» Problem statement: Resume the parliamentary speech on restoring the Elizabeth Tower and the Palace, picking up right after its final sentence and keeping the speaker's voice. Write only the continuation, and leave the data that follows the speech untouched.

» Exercise passage:
= = = = =

I do not think we—the Government, the House authorities, the Speaker, the Lord Speaker, et cetera—are in the business of being ridiculed.
So how do we get these things right? That is how we are spending £100 million a year. People are trying to go through and not make mistakes. We have out there a glaring example of a mistake. It was estimated that it would cost £18 million to restore the Elizabeth Tower and Big Ben. It now looks like it is going to be £80 million. That is a microcosm of the challenges. What have we found? We found gas mains in the wrong place, stone that crumbles, cables in the wrong place and rotten lead. If we look at that, to start on this without drilling down and finding out what we are starting out with, not just what the scope should be based on, would be foolish. Looking at it, early in 2022, the first of the questions we need to address should be answered—that is, is it a total decant, is the other place going to remain or are the Government going to kick the can down the road? I will return to that in a moment.

= = = = =

» Data shown:
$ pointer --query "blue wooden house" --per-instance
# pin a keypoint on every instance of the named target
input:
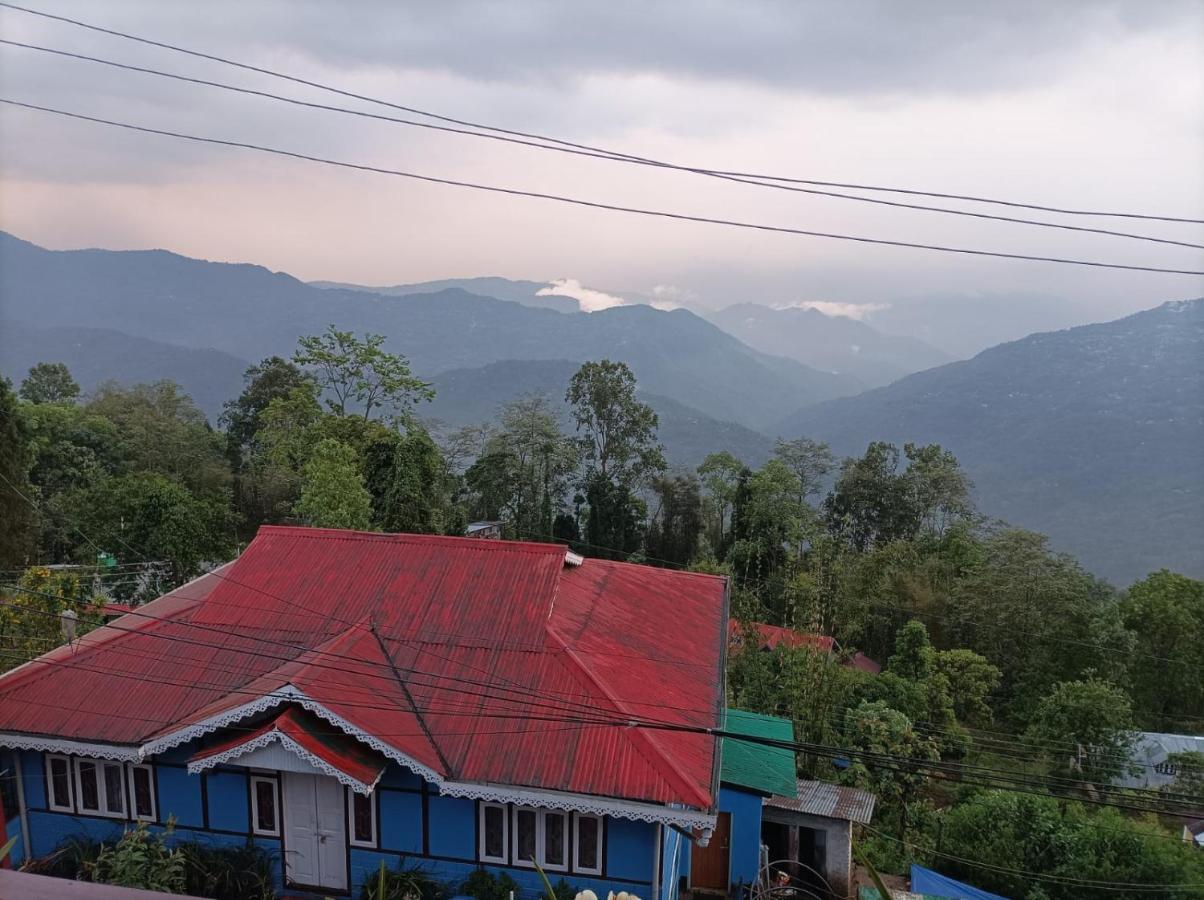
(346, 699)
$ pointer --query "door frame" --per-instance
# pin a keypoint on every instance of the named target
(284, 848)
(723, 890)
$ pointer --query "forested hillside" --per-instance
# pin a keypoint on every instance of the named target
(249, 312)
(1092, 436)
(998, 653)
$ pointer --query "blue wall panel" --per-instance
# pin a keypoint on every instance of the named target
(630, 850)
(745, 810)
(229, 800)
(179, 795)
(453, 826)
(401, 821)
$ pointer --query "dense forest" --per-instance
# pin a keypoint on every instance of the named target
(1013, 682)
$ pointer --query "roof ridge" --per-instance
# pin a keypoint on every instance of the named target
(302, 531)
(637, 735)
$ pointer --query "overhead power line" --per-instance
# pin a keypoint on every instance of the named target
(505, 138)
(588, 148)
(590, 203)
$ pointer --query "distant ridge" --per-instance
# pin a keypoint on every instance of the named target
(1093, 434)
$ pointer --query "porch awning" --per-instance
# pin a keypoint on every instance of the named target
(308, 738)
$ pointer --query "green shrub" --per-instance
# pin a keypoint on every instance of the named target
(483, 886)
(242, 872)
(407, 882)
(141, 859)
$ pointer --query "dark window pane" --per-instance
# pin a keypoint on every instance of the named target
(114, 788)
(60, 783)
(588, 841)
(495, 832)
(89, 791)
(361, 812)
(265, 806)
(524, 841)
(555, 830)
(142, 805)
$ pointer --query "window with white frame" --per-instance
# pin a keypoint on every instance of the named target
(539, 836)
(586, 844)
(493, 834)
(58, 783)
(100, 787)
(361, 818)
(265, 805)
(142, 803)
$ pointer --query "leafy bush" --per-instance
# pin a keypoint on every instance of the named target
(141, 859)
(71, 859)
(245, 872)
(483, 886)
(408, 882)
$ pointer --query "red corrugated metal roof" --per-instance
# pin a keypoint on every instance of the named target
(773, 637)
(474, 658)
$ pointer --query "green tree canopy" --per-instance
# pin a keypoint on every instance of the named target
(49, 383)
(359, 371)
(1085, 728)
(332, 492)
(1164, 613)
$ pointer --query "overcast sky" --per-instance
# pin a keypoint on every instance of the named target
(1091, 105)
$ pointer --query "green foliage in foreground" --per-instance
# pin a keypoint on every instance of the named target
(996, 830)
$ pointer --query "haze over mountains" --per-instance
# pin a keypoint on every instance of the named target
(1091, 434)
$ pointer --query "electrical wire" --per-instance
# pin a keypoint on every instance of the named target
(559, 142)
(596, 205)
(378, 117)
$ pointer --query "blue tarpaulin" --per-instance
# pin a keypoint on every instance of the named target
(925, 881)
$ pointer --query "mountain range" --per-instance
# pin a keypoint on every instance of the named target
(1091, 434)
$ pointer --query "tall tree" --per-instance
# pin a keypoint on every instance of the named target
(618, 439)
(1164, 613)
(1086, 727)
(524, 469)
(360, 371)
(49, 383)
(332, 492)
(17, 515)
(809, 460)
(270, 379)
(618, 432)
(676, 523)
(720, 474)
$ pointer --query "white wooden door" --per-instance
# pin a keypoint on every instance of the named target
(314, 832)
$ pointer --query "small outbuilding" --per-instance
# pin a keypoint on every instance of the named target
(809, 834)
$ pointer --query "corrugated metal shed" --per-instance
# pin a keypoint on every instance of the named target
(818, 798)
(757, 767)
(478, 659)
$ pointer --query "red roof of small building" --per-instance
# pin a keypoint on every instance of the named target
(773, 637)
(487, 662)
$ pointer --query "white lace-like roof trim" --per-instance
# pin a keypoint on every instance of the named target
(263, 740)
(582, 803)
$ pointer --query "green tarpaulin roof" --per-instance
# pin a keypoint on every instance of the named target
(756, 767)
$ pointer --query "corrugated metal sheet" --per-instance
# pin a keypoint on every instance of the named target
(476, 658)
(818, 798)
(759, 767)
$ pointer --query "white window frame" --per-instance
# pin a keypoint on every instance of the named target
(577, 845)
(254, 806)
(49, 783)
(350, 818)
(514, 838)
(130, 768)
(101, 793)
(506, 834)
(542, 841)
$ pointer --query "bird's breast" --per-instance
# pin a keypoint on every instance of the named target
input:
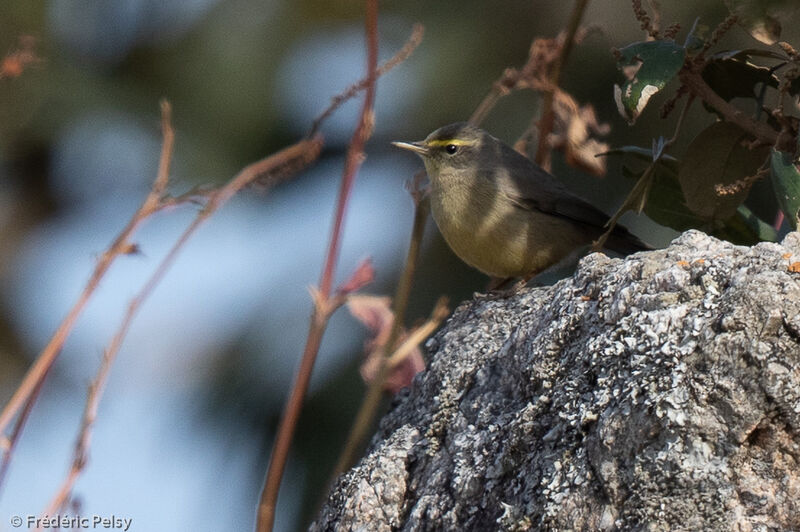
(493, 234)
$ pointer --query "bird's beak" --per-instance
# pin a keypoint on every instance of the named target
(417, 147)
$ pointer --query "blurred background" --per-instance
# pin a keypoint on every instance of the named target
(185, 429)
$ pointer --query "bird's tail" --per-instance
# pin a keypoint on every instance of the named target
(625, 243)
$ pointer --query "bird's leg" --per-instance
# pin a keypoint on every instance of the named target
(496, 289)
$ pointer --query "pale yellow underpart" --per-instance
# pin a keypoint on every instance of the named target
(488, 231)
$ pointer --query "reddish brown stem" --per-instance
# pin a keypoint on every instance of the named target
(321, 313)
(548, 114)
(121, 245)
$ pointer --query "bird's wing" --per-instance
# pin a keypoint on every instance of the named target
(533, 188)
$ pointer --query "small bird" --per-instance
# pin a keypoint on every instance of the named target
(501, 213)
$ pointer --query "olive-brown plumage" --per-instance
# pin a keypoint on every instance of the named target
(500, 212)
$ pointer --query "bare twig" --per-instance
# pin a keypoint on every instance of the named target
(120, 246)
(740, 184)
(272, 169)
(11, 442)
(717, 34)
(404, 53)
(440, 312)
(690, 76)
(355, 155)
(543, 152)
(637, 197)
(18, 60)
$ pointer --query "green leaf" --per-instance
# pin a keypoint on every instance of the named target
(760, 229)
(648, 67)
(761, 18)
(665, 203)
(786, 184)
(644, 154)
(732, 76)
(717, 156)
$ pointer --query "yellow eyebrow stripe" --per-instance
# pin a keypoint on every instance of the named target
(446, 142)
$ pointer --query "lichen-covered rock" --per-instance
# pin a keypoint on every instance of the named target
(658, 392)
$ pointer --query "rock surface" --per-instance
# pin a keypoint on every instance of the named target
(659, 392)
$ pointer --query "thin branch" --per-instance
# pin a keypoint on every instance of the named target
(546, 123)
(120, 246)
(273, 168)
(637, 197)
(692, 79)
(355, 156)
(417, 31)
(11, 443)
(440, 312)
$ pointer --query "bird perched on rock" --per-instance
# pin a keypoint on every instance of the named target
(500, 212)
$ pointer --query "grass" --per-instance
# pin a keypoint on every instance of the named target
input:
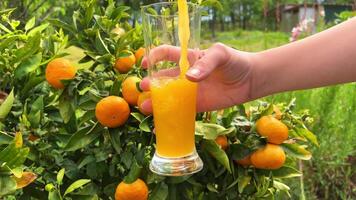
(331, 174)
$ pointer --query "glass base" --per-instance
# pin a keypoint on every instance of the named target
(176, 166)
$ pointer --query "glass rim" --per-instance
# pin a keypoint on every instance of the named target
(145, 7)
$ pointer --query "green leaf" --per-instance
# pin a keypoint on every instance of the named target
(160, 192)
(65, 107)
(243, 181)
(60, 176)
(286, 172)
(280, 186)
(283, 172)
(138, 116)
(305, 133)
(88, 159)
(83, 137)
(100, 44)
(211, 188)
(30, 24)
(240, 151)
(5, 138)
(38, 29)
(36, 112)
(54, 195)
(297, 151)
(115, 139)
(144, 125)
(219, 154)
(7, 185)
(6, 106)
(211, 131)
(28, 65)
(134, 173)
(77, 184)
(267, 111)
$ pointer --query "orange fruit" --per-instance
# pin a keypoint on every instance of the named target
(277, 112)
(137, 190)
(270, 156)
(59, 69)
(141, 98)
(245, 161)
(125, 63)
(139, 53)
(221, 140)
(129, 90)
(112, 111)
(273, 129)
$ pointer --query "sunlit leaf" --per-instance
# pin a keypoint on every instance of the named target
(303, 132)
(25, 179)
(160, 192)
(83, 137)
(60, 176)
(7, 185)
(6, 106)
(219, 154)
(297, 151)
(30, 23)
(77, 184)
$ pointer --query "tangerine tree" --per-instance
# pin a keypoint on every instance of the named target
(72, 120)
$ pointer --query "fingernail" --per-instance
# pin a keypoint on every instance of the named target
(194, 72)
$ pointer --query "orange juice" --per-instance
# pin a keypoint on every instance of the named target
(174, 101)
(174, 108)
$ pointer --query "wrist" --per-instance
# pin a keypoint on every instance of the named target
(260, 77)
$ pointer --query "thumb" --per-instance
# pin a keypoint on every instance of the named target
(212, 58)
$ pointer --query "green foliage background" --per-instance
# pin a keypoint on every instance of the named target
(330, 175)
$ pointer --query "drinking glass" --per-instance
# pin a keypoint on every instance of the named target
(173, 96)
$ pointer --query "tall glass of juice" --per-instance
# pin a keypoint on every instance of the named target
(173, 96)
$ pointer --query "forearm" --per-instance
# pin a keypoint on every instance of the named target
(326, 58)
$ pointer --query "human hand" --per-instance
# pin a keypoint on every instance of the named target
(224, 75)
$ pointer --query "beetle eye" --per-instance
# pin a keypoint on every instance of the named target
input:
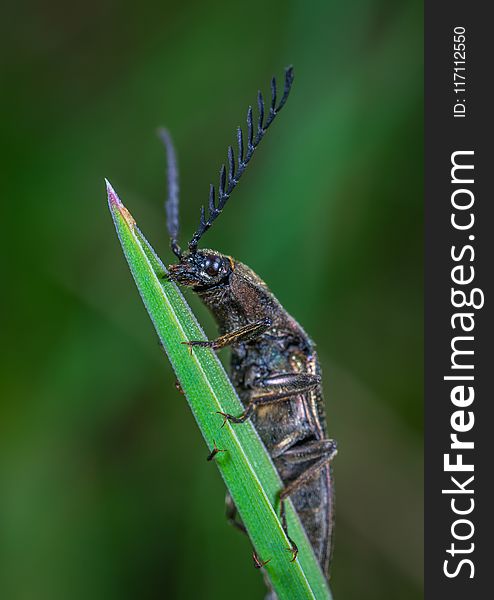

= = = = =

» Response box:
As others have reminded us, this is the largest refurbishment programme in the world, and the critical thing is that it is the work of professionals. This is a job for professionals, not amateurs. We all have building experience; I think that some of the more entertaining moments in our time on this have been the eccentric suggestions that we, as a committee, have received, helpful or unhelpful. Sometimes I felt it was a bit like the suggestion that we should reduce the whole of the power system in England to steam again. We have to look forward and find a way of doing this.
Critically, what we have to do—the question is: who is the “we” in this?—is be confident in our argument and settle what we are going to do, then move on to get the OBC to understand absolutely safely what the money is, stick to it and trust our professionals. That does not mean that we should be weak on governance. We should be absolutely clear that we want to see value for money and we want to scrutinise it. Those responsible do that, as does the noble Lord, Lord Vaux. These questions are welcome because this is a unique project and we need all the insight we can get to take it forward.
Coming to where we are now, in the new year, we will see the proposals either for total decant or for continued presence—or we might see the proposal not to do anything. However, what is critical is that we reach a decision on what we are going to do, we go on and cost it, and we build a case through Parliament to take to the people. According to a recent survey—I think it was in the Daily Mail—71% of the public support the Prime Minister’s £1-trillion climate change programme, but only 16% of them would spend a fiver a week for it. Our polling suggests that there is a great public support for the rebuilding of Parliament, but we have to convince more than 16% of the population that it is worth while.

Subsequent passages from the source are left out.